WHAT YOU NEED TO DO:
[a] Shorten the paragraph in the elephant seal passage that begins "I warned Eliza," keeping its main facts.
[b] Duplicate, word for word, the part of the elephant seal passage that opens with the words containing "I warned Eliza" and closes with "artists take note.".
[c] Write the next part of the elephant seal passage, picking up after its final sentence.

PASSAGE PROVIDED:
# # # #
Eliza (my niece) and I went to Ano Nuevo State Park, Pescadero, CA, to check on any elephant seals that might be there. July is when the males arrive onshore to molt. The females are currently feeding far out to sea; they molt in the spring.

I warned Eliza that all we might see were big inert lumps of furry blubber lying on the beach. Like sacks of sand. Not very exciting really. But we were pleasantly surprised to find plenty of action. Juvenile and mature males were engaged in play fighting. Quite entertaining! There were brawls both in and out of the water with lots of strange guttural gurgles, grunts and groans. With their fur coming off, some of the molting seals looked like characters from “The Walking Dead.” Hollywood make-up artists take note.

Observe the difference in the size of their noses. For elephant seals, size matters when it comes to their schnoz. During breeding season in the fall, the fighting will no longer be play and will draw blood as they fight over who gets to rule the harem.
# # # #
THE DATA:
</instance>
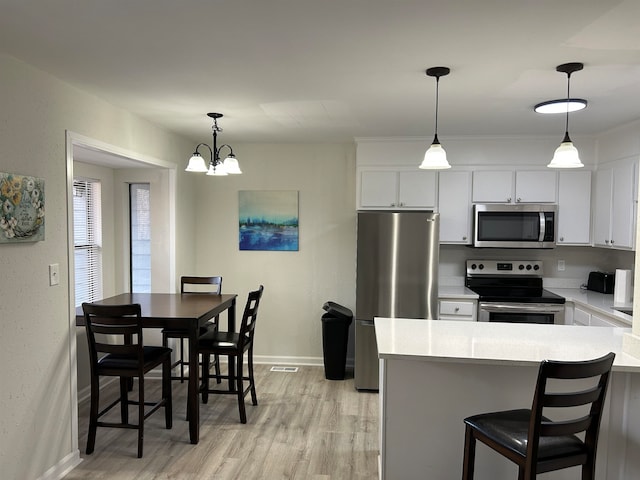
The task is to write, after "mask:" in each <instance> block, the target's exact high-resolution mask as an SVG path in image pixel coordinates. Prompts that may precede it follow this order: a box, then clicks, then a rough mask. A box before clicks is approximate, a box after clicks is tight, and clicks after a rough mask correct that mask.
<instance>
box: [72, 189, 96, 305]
# # # #
PER-TASK OUTPUTS:
[a] I expected Eliza and me to find only motionless lumps of blubber on the beach. Instead we saw plenty of action: juvenile and mature males play fighting in and out of the water, with strange guttural gurgles, grunts and groans. Some molting seals, shedding their fur, looked like characters from “The Walking Dead.”

[b]
I warned Eliza that all we might see were big inert lumps of furry blubber lying on the beach. Like sacks of sand. Not very exciting really. But we were pleasantly surprised to find plenty of action. Juvenile and mature males were engaged in play fighting. Quite entertaining! There were brawls both in and out of the water with lots of strange guttural gurgles, grunts and groans. With their fur coming off, some of the molting seals looked like characters from “The Walking Dead.” Hollywood make-up artists take note.

[c]
On our way out to see the seals (a 1.5 mile hike), a docent at the small “staging area” cabin pointed out several mud-constructed cliff swallows nests. Parents were flying back and forth with insect meals for the growing chicks. We also witnessed a mother California quail with her large brood of chicks crossing the trail in front of us. At first we saw 2 or 3 babies, then 6 or 7, then 9, 10, 11! A male, possible the father of this group, was acting as sentry atop a bush, looking for predators. Fortunately, we didn’t qualify. There was also constant bird traffic traveling between the small fresh water pond and the ocean. Streams of brown pelican flew overhead. The most unusual sighting was a San Francisco garter snake, retracting into the grassy meadow, with a mouse in its mouth!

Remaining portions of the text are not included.